Among the lines below, take the one holding "In this exercise you will mark every instance of the valley", the one holding "In this exercise you will mark every instance of the tall", and all lines between them. Set them down exactly.

BEGIN

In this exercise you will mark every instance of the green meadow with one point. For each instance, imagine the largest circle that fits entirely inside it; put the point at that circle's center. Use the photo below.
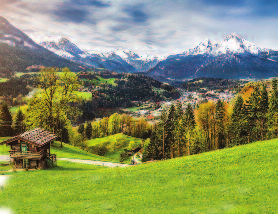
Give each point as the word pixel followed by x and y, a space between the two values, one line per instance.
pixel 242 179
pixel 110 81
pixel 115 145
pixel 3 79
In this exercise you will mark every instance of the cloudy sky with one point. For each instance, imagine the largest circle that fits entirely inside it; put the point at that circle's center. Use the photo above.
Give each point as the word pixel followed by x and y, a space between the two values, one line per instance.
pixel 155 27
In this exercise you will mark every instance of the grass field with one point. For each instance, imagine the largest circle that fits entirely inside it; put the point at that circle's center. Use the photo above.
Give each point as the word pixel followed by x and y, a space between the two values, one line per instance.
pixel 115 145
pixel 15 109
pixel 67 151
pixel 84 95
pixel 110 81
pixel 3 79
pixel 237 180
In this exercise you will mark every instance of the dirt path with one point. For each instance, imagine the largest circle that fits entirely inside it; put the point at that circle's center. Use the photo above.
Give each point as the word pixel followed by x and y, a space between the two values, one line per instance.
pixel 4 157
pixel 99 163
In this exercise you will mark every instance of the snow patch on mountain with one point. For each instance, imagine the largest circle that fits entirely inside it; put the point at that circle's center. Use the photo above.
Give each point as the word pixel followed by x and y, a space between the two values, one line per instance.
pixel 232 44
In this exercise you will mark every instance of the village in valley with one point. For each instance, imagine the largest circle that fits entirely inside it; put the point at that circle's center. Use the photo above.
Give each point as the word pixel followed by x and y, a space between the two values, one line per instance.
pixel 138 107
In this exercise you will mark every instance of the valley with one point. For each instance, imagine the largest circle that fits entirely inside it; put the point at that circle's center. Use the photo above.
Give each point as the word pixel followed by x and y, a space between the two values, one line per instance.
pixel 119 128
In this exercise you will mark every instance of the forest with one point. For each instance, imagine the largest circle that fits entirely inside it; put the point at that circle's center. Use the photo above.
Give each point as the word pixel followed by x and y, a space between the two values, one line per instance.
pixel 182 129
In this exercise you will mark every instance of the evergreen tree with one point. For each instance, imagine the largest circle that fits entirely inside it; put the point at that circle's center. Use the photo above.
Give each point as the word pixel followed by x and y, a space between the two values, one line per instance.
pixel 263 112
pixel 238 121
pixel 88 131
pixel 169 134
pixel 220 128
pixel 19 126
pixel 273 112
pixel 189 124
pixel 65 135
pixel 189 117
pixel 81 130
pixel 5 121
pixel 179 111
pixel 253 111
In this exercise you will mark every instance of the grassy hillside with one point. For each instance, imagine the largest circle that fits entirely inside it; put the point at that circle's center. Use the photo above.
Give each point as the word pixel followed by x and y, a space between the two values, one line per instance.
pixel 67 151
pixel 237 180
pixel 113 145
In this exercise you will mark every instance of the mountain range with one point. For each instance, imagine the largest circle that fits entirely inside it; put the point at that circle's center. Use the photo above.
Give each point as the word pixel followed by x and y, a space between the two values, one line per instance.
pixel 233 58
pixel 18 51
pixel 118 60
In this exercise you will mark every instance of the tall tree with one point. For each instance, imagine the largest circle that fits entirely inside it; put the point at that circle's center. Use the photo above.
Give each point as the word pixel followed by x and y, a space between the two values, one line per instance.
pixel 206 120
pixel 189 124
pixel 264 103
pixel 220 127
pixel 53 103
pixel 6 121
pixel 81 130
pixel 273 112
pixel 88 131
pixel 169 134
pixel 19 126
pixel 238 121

END
BEGIN

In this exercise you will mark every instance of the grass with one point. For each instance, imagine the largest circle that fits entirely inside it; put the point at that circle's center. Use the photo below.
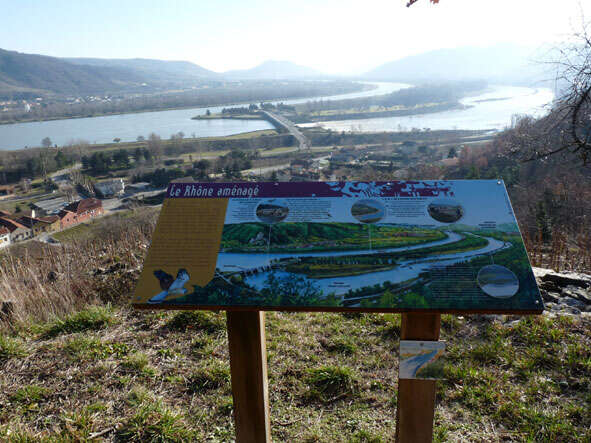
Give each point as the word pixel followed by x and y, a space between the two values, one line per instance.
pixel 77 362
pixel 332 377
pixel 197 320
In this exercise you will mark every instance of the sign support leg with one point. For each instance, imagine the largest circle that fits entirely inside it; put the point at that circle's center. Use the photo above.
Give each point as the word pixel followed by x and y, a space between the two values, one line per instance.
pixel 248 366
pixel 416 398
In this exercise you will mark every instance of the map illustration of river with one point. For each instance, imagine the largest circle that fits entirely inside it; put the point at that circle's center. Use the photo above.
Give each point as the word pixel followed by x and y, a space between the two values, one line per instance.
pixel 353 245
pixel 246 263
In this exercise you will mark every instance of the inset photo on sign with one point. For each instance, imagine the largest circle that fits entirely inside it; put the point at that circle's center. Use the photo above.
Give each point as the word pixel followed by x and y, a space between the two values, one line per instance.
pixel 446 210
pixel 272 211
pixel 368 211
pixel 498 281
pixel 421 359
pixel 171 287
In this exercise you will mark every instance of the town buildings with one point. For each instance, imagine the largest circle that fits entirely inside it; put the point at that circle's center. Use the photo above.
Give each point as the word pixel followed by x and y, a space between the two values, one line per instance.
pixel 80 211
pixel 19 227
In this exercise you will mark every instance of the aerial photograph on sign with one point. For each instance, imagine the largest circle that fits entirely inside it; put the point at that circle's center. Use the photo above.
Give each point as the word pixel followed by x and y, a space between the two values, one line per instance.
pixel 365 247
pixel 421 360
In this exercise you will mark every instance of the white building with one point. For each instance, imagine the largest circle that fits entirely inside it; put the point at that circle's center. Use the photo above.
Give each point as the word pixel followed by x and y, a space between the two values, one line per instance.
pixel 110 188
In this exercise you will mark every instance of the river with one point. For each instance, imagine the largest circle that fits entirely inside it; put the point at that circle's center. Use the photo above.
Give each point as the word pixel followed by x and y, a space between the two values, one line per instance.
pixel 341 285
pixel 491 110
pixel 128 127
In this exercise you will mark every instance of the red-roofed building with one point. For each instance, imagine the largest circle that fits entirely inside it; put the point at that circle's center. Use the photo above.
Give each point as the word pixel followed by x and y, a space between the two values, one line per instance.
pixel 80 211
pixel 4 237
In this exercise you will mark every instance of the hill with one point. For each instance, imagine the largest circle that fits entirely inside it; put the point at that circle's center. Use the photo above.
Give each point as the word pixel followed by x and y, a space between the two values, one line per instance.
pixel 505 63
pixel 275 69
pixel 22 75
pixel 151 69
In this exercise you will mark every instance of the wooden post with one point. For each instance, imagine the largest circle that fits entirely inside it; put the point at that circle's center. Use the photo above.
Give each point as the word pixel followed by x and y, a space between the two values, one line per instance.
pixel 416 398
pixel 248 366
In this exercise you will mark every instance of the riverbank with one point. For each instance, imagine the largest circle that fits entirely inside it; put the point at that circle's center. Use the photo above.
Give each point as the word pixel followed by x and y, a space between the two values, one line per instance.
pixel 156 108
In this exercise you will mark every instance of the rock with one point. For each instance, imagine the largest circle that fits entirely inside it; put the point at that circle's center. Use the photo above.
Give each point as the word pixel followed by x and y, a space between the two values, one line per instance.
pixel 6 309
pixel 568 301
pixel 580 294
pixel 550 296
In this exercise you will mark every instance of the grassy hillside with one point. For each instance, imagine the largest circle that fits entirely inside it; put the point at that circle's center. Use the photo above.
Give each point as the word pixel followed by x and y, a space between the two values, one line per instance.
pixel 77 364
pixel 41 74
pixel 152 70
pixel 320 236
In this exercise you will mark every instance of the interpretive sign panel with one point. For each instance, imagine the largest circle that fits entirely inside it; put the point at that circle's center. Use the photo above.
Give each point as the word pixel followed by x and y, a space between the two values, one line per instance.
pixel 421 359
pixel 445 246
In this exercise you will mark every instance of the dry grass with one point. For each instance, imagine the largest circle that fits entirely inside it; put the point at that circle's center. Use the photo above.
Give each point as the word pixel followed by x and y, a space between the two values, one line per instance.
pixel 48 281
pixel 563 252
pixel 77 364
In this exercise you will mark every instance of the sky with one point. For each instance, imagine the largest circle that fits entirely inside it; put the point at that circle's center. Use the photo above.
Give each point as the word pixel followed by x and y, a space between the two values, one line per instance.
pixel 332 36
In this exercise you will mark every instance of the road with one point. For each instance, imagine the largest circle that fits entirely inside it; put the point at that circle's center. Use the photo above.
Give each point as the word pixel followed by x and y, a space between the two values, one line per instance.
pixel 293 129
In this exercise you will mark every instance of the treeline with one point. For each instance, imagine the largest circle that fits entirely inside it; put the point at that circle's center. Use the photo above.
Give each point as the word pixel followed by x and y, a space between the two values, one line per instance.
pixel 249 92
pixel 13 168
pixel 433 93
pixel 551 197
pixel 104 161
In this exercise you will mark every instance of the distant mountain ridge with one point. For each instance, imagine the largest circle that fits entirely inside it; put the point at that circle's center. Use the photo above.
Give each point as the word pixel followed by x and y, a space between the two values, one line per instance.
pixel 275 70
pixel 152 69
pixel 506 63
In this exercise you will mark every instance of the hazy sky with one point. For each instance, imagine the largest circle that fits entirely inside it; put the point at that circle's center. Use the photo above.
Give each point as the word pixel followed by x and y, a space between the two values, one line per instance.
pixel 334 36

END
BEGIN

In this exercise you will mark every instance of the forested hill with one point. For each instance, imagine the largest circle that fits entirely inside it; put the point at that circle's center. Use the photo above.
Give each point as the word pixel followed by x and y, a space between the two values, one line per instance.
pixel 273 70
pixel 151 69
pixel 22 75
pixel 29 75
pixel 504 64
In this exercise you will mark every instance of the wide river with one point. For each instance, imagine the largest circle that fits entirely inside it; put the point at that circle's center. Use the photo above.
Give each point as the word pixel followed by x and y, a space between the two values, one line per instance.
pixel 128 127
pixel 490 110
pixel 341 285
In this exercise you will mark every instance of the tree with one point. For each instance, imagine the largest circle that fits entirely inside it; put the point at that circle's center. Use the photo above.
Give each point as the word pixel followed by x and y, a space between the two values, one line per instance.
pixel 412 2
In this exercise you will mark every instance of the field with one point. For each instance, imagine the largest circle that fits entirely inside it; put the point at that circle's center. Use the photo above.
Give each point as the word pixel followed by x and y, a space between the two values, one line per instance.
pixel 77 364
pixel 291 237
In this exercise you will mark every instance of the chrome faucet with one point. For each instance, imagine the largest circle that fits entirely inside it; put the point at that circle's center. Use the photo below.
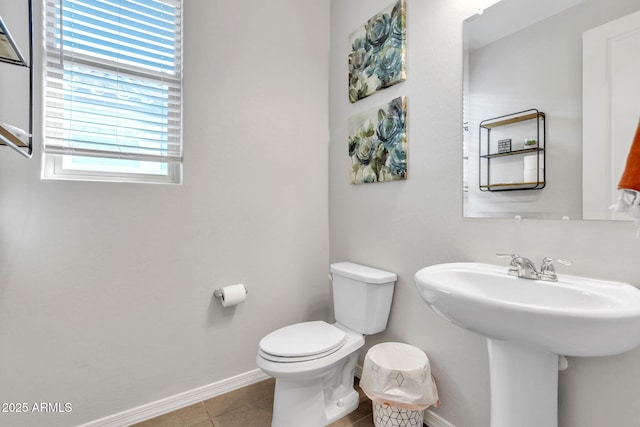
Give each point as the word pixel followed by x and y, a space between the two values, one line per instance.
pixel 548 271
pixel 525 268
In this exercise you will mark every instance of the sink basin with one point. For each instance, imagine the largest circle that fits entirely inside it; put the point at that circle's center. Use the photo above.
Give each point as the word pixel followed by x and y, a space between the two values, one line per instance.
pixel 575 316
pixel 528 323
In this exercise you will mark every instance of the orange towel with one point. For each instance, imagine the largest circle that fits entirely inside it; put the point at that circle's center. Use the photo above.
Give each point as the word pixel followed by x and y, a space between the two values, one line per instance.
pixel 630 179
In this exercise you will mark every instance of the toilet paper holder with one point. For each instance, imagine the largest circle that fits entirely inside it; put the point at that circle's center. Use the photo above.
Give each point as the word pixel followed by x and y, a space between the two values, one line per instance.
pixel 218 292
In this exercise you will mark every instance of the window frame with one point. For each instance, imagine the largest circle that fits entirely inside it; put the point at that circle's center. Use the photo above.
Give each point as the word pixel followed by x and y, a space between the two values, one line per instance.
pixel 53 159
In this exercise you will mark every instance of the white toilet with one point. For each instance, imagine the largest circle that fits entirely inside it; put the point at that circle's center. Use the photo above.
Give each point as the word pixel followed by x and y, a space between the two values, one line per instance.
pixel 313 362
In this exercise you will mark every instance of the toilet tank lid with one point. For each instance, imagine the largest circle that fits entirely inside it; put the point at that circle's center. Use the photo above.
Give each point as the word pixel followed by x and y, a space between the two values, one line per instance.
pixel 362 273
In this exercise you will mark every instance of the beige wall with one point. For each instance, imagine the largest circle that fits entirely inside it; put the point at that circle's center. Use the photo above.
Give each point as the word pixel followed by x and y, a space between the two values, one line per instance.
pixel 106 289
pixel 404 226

END

> [Expected answer]
In this exercise you will mark every instance of the valley with one point. For each instance, imagine the largest circle that fits entirely inside it; put the point at that circle's center. Use the photo above.
Give each point as the word pixel followed by x and y, a space between the two values, one line per instance.
pixel 119 128
In this exercise you will mark every instance of the forest with one point. For each instance, imagine the largest circle that fits entirely inside it; put the point at that circle's center. Use the photo above.
Give each point as the word pixel followed by x and y, a space between the two values, one line per instance.
pixel 182 129
In this exercise you will mark every instance of the evergreen tree with one point. For each instance, imagine the largest circle that fits entirely inside it; put the point at that circle's center. Use the photo above.
Give each point as the word pixel followed by x and y, a space between the two values, one line per instance.
pixel 263 112
pixel 238 121
pixel 88 131
pixel 169 134
pixel 220 128
pixel 19 126
pixel 273 112
pixel 189 124
pixel 65 135
pixel 189 117
pixel 81 130
pixel 5 121
pixel 179 111
pixel 253 111
In this exercise you will mark every instance of the grassy hillside with one point. For each instance, imagine the largest circle that fits entirely inside it; put the point at that circle's center. Use the photo above.
Give each point as the word pixel followed by x and y, a space between the two values, one line per instance.
pixel 67 151
pixel 237 180
pixel 113 145
In this exercise you will mark every instance of the mountain range with one point. For each instance, imagine the largest circle that fits entirely inside it; put the point at that circle's center. Use the photo above.
Give each point as the word pixel followed by x and y, a space between the two values, one line per instance.
pixel 233 58
pixel 18 51
pixel 118 60
In this exercise you will mark every instance of the tall tree with one point. For each instance, imagine the largest circle that fits entirely inside it; put the point at that circle's center. Use the photo above.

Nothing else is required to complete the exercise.